About this task
Leave every picture out, and retype all the remaining records exactly.

Records provided
-*-*-
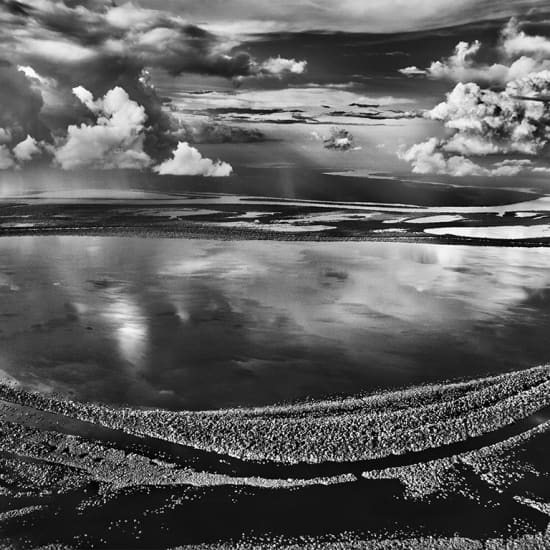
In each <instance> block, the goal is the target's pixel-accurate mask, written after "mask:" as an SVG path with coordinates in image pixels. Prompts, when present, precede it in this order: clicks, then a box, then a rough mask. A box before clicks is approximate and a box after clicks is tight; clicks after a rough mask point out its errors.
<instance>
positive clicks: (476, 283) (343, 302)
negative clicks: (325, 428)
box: [0, 237, 550, 409]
-*-*-
Written answer
In each <instance> block, the goal is the target's pixel-accurate mask, written after "mask:" as an SVG path with coordinates in image pixels. Prompts, when present, precede it in this order: clicks, then a box, then a rough mask. A box before clicks is approximate and a box after clicks is tight; clicks after a rough mask point out its errors.
<instance>
positive clicks: (476, 283) (343, 302)
negative clicks: (325, 428)
box: [0, 237, 550, 409]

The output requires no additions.